Task to complete ::
Output only the span of lines that begins at the line containing "If you could identify the mosque" and ends at the last line of the data, both included, exactly as they appear.

BEGIN

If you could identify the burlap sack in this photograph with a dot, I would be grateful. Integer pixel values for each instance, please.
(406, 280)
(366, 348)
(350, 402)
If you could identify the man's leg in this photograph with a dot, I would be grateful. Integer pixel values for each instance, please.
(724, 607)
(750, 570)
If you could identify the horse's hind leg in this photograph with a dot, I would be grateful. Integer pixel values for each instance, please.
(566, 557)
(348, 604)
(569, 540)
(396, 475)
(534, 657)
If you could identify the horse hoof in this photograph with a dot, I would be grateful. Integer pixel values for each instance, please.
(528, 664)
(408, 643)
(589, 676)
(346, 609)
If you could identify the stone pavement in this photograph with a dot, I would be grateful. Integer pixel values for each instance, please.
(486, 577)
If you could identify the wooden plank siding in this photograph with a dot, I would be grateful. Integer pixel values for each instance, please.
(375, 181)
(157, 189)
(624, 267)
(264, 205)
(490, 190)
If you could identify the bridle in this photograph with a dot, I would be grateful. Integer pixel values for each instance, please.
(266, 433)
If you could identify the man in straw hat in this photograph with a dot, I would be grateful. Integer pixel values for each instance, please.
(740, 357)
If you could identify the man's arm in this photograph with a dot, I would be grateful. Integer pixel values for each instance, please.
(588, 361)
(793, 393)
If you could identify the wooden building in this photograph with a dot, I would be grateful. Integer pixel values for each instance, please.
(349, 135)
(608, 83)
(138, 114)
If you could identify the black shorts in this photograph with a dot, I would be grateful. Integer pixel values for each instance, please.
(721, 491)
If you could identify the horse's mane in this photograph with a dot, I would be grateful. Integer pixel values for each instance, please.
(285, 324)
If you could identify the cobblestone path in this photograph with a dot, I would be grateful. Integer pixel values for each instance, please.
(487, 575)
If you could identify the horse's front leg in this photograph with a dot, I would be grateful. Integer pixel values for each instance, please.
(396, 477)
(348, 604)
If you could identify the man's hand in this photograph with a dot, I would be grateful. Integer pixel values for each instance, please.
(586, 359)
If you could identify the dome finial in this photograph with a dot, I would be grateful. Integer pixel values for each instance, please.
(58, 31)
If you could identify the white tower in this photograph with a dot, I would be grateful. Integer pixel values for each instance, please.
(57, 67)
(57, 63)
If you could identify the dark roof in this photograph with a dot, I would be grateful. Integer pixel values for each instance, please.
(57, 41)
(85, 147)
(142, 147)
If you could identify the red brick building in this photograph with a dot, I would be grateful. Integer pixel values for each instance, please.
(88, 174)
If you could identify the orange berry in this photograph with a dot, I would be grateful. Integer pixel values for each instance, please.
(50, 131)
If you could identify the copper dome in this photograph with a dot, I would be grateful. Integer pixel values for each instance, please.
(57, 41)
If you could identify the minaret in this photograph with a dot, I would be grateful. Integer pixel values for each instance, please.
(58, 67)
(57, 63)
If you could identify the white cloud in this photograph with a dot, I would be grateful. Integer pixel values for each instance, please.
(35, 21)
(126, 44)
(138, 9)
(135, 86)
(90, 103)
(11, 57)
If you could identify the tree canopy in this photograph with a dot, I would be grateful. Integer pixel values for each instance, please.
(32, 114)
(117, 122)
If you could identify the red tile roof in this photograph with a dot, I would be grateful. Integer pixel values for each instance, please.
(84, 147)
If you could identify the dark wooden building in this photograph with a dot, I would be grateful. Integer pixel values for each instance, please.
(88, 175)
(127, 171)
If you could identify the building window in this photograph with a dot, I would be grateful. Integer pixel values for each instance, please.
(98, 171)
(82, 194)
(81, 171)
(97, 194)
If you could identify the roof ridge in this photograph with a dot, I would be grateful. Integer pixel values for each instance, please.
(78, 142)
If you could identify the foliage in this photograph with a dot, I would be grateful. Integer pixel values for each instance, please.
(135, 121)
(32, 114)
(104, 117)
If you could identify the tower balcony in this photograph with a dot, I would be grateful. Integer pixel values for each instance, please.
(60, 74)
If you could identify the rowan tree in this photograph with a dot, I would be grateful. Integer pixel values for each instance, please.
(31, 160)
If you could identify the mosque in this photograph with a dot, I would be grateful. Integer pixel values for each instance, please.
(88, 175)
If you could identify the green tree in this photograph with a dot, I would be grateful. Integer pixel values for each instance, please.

END

Expected output ::
If you could identify the mosque in this photograph with a dot, I would be grateful. Integer pixel values for each instance, please.
(88, 175)
If you could identify the green tree in this photograph with a dot, I would be grateful. Integer pixel values for each instance, please.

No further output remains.